» **Task description**
Your answer should consist solely of the lines from the first line of the data through the line with "query | spot the blue", each reproduced exactly.

(Beginning of Source material)

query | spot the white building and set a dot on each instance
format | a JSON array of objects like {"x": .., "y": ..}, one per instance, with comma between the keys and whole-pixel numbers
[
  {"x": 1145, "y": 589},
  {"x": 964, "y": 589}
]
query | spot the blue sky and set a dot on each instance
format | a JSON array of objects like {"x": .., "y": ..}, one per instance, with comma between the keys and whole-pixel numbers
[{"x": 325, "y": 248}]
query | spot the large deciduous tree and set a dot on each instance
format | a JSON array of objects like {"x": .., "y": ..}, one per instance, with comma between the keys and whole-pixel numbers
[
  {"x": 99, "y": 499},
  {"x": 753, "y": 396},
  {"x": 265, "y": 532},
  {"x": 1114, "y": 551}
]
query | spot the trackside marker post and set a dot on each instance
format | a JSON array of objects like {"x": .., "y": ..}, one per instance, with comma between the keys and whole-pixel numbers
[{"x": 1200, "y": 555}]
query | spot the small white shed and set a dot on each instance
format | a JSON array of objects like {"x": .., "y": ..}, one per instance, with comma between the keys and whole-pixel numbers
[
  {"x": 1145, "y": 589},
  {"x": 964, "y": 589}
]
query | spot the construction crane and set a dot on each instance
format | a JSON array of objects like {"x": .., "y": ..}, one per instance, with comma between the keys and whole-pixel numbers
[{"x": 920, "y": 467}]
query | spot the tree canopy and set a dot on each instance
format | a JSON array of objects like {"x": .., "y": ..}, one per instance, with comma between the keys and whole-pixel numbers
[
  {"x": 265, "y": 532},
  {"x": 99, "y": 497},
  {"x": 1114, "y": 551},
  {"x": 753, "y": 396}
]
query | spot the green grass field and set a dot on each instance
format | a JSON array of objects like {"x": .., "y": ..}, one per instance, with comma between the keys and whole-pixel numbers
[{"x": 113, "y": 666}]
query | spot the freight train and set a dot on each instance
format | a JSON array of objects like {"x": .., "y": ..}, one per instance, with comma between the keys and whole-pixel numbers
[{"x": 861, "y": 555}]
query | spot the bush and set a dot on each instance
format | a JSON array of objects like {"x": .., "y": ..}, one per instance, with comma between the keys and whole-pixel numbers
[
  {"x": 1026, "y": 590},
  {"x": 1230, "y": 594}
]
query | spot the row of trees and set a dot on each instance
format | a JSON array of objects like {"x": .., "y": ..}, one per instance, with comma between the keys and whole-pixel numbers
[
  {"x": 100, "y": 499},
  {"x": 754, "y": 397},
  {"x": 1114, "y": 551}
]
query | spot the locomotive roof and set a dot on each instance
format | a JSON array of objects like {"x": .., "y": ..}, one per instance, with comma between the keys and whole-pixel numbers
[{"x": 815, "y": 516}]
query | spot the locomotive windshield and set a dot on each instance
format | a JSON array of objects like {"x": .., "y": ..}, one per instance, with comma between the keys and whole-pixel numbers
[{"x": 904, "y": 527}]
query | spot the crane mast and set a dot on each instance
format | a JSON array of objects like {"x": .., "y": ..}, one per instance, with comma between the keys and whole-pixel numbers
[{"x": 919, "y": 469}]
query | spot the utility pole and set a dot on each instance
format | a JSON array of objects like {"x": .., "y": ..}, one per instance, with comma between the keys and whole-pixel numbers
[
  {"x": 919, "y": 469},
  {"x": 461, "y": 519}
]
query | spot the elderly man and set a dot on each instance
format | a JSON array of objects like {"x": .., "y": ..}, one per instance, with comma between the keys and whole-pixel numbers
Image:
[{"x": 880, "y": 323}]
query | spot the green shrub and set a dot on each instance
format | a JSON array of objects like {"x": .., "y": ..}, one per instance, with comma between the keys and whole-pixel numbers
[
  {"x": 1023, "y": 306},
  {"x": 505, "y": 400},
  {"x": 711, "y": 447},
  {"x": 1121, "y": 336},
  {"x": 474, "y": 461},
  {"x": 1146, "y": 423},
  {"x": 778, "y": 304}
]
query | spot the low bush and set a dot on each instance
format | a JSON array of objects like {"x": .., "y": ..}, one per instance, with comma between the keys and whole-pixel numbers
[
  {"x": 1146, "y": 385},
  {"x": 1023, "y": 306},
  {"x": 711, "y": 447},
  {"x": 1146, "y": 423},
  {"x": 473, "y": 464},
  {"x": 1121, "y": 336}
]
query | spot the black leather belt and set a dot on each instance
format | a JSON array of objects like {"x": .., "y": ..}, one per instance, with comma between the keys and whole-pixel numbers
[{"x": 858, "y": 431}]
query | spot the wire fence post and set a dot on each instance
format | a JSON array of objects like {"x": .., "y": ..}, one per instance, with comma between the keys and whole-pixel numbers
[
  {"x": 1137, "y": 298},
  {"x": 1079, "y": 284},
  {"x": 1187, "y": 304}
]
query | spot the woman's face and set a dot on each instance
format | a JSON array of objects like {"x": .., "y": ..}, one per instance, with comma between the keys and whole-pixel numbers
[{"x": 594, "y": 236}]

(End of Source material)

» **Response to this exercise**
query | spot the white building and set a dot on each instance
format | a JSON array of objects like {"x": .., "y": ..}, one per instance, with comma between the keys and whole-pixel numbers
[
  {"x": 1145, "y": 589},
  {"x": 964, "y": 589}
]
query | spot the blue sky and set a dot on each instance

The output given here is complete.